→ Aim of the exercise: Repeat word for word, please, only the lines of the material from the one containing "Where can you see the outdoor" through its final line, both ends included.
==== Exercise data
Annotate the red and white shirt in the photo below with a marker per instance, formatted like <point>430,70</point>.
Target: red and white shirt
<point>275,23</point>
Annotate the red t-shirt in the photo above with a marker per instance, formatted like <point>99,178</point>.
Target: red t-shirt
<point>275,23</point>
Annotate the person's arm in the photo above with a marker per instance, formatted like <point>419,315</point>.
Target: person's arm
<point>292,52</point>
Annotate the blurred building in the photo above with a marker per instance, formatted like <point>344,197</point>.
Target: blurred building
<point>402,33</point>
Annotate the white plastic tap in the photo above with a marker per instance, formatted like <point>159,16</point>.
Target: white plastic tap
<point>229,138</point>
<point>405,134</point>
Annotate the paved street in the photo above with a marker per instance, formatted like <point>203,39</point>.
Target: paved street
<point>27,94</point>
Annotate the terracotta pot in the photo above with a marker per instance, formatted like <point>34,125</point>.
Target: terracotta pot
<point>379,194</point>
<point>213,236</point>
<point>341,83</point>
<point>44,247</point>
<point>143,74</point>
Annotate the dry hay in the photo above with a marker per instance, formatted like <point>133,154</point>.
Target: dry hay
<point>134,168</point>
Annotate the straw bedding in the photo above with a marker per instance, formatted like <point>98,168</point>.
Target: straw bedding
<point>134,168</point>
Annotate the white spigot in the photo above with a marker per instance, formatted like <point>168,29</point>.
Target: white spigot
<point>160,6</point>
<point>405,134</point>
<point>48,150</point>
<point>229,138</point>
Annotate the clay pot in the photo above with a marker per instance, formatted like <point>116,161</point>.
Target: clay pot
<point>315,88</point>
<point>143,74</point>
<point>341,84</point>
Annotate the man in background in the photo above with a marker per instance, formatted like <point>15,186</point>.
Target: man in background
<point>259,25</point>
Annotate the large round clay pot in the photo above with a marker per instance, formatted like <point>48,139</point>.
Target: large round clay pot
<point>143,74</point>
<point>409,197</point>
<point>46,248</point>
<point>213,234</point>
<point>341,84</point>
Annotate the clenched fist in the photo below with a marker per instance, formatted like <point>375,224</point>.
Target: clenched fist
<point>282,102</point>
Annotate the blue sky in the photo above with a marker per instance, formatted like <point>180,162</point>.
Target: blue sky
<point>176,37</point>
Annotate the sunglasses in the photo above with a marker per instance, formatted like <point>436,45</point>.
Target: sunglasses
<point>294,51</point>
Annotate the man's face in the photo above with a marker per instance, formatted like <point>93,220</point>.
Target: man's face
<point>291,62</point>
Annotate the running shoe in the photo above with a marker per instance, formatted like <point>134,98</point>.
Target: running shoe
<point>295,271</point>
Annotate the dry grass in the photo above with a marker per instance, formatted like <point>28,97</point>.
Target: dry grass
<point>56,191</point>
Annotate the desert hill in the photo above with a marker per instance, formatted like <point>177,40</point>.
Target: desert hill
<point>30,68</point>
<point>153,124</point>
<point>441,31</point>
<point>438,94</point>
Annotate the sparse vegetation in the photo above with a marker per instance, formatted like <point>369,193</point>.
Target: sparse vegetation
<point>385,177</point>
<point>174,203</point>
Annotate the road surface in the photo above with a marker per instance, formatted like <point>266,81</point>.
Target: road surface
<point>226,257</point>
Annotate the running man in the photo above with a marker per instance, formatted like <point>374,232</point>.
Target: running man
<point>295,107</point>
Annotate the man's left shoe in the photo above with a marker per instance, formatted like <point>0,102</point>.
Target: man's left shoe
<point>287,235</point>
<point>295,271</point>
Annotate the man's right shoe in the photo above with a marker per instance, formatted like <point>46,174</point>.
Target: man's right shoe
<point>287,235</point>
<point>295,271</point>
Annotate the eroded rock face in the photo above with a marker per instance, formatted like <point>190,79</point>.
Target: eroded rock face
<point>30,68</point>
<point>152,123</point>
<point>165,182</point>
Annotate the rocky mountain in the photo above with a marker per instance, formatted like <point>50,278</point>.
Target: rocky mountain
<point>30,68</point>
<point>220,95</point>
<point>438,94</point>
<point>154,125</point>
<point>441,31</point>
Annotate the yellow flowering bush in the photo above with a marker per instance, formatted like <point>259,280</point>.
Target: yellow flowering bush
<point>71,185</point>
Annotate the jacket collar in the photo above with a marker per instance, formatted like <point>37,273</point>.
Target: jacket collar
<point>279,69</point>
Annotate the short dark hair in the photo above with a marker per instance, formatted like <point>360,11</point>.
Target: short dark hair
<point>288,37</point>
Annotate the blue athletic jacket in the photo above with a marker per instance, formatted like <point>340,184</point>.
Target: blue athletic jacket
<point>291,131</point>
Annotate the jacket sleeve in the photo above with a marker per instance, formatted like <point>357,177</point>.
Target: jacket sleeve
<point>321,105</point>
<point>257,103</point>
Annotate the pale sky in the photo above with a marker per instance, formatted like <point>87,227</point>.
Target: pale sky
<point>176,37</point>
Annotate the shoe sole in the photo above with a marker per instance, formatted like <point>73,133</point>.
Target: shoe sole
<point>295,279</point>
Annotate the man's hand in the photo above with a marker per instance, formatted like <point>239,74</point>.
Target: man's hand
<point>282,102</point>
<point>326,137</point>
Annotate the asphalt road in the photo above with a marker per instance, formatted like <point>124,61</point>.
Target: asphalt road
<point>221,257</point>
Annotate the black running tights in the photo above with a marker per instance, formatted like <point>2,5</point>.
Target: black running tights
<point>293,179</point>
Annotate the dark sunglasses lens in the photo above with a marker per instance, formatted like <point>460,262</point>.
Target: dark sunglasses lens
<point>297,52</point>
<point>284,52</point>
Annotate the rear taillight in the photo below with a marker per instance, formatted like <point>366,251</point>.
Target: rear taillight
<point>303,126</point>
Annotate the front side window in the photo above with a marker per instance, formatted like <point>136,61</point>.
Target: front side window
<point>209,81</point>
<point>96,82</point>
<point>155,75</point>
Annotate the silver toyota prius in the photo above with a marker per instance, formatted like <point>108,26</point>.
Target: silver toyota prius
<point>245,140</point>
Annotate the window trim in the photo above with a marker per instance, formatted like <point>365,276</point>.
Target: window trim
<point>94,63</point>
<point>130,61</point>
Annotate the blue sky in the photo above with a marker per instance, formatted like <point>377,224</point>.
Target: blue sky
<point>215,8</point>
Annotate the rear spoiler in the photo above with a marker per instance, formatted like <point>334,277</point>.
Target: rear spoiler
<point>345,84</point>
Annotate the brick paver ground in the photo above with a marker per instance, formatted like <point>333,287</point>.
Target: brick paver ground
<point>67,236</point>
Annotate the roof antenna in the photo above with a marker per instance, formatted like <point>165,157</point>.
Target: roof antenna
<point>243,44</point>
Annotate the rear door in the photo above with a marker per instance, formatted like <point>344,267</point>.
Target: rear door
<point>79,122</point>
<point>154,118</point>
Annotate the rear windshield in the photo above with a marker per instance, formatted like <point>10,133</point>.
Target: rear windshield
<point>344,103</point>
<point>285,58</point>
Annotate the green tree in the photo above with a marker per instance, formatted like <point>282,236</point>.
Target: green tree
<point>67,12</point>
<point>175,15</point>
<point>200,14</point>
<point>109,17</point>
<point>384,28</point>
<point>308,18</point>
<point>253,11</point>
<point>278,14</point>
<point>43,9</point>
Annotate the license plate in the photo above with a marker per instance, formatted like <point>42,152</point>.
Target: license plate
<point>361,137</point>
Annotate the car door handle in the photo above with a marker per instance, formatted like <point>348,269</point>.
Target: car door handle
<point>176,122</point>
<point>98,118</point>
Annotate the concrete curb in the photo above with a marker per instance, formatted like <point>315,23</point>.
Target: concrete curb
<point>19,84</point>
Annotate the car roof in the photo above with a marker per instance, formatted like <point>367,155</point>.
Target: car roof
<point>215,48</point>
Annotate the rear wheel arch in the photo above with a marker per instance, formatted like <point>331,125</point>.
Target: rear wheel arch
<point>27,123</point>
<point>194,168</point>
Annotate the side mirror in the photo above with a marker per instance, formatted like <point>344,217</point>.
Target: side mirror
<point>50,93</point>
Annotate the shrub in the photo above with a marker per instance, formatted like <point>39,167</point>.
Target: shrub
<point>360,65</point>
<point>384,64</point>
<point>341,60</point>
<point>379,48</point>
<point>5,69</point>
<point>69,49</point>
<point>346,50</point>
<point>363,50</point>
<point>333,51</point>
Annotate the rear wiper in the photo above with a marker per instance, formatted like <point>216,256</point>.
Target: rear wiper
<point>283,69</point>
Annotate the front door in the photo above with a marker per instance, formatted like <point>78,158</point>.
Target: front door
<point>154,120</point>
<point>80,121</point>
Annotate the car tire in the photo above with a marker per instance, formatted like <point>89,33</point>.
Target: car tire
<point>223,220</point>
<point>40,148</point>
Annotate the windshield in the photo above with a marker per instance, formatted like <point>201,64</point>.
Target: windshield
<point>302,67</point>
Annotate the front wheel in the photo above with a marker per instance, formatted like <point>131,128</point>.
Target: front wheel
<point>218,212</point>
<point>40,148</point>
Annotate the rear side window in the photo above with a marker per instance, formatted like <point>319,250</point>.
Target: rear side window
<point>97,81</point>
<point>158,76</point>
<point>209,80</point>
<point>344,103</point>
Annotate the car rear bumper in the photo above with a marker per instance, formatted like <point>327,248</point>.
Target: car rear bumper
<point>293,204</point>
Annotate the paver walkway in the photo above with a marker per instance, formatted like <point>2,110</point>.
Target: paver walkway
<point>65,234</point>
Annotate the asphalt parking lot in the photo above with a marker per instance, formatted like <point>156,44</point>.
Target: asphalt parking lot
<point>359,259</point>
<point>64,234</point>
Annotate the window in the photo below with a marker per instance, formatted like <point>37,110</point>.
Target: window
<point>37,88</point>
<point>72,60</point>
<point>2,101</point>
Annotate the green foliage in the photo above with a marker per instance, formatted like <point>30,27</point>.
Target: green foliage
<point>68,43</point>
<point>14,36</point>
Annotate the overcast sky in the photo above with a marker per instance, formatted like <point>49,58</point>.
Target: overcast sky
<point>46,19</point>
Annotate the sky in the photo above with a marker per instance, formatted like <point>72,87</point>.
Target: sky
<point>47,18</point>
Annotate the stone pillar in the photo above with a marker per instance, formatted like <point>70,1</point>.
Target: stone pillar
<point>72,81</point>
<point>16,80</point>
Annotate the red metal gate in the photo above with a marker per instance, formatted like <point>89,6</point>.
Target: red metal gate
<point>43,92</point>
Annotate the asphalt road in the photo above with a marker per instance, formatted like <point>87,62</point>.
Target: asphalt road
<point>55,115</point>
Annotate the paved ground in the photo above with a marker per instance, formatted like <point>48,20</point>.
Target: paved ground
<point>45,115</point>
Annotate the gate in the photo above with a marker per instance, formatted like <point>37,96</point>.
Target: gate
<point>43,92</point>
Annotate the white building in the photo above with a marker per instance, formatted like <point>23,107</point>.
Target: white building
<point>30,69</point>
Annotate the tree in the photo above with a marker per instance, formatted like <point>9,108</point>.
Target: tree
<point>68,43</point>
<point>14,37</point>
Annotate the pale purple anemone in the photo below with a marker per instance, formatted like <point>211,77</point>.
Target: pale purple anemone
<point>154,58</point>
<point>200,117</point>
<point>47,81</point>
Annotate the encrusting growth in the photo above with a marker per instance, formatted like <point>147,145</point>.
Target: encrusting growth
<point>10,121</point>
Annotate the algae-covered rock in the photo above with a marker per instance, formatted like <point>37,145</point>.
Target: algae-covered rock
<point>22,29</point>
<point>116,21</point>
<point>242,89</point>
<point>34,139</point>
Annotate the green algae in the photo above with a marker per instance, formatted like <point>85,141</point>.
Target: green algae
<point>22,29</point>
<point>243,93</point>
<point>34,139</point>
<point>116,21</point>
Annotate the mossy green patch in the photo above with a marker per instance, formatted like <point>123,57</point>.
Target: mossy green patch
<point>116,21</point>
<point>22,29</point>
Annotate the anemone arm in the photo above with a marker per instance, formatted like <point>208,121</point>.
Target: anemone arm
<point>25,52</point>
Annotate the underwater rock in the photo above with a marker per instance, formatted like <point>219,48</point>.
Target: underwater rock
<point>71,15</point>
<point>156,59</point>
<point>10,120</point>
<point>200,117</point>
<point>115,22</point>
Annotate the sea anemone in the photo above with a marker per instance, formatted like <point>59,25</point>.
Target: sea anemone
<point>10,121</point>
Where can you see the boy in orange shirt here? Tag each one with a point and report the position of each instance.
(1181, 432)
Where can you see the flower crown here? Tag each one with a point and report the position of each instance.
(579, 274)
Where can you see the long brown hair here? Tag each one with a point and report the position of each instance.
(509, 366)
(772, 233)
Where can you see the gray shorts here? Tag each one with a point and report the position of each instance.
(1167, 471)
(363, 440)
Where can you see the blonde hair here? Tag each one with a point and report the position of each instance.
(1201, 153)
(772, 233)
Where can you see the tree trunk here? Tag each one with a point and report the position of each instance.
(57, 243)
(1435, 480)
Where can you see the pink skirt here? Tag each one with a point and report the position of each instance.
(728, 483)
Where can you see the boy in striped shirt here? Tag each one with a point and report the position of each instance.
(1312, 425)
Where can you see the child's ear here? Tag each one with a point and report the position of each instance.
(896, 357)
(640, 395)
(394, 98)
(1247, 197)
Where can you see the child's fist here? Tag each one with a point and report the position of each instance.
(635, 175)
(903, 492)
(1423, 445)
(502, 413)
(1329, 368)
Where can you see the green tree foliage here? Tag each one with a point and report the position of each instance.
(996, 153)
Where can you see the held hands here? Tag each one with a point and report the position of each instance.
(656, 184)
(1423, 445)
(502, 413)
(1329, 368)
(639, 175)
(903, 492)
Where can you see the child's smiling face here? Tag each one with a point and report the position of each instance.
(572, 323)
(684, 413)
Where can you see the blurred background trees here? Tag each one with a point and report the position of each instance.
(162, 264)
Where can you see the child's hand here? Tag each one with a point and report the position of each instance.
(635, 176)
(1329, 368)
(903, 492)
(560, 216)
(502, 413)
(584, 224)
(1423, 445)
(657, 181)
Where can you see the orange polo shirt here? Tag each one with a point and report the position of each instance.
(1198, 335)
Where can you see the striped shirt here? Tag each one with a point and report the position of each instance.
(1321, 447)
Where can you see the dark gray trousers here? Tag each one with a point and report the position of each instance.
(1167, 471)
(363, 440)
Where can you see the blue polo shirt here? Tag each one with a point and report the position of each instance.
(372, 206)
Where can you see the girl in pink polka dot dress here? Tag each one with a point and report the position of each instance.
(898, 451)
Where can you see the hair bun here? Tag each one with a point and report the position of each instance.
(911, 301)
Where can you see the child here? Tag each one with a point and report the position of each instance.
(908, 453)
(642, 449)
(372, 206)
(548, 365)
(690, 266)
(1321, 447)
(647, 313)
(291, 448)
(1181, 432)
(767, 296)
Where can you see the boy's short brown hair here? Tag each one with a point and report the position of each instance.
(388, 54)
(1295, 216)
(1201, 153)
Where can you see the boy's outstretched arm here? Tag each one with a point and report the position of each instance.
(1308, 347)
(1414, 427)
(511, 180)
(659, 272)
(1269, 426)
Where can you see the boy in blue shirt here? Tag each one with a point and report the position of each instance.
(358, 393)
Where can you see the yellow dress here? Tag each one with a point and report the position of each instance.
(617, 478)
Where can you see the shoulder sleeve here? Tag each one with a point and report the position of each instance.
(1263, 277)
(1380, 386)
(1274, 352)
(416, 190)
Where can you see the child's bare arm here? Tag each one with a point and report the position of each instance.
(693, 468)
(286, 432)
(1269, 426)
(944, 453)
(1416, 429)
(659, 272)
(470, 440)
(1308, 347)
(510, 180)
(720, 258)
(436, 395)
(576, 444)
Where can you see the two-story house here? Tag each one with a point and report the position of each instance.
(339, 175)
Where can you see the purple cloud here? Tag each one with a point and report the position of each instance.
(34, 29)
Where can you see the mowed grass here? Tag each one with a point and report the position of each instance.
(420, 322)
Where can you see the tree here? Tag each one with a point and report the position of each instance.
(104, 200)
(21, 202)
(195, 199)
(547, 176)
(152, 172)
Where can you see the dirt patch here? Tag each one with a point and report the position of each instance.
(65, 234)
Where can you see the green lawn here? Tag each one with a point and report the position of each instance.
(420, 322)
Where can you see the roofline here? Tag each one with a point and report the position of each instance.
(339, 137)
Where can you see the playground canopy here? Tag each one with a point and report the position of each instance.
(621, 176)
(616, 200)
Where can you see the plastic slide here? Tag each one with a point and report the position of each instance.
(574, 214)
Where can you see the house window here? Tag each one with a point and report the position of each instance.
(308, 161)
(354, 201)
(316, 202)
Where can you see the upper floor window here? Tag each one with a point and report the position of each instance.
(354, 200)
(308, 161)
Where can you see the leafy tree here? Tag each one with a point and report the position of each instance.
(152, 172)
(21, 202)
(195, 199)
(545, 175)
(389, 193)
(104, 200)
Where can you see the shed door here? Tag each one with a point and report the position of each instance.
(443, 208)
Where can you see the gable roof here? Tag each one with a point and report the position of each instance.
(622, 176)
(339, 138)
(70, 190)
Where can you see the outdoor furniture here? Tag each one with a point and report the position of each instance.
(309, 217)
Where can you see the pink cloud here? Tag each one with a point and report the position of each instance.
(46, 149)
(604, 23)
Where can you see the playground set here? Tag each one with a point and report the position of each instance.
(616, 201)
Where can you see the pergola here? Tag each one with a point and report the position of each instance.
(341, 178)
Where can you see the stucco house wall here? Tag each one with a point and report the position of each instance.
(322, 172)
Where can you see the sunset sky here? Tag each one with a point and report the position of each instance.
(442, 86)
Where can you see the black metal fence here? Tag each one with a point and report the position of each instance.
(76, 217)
========
→ Task response:
Where can you see the outdoor furniture here? Tag each one with a point and report the position of each instance.
(309, 217)
Where can you see the pink cloud here? Tag each one with a point and report the position of each instance.
(46, 149)
(604, 23)
Where can you see the playground set here? Tag each one with a point and report the position of each instance.
(616, 201)
Where can you see the pergola here? Tag each one with a point and report the position of each instance.
(341, 178)
Where can you see the stucco house wall here? Tag each one with a point and report the position of each instance.
(322, 172)
Where can you see the sunset sky here? Tag each one with a point and report the position of each instance.
(442, 86)
Where can you see the black metal fence here? Tag each one with a point and report the position of each instance.
(76, 217)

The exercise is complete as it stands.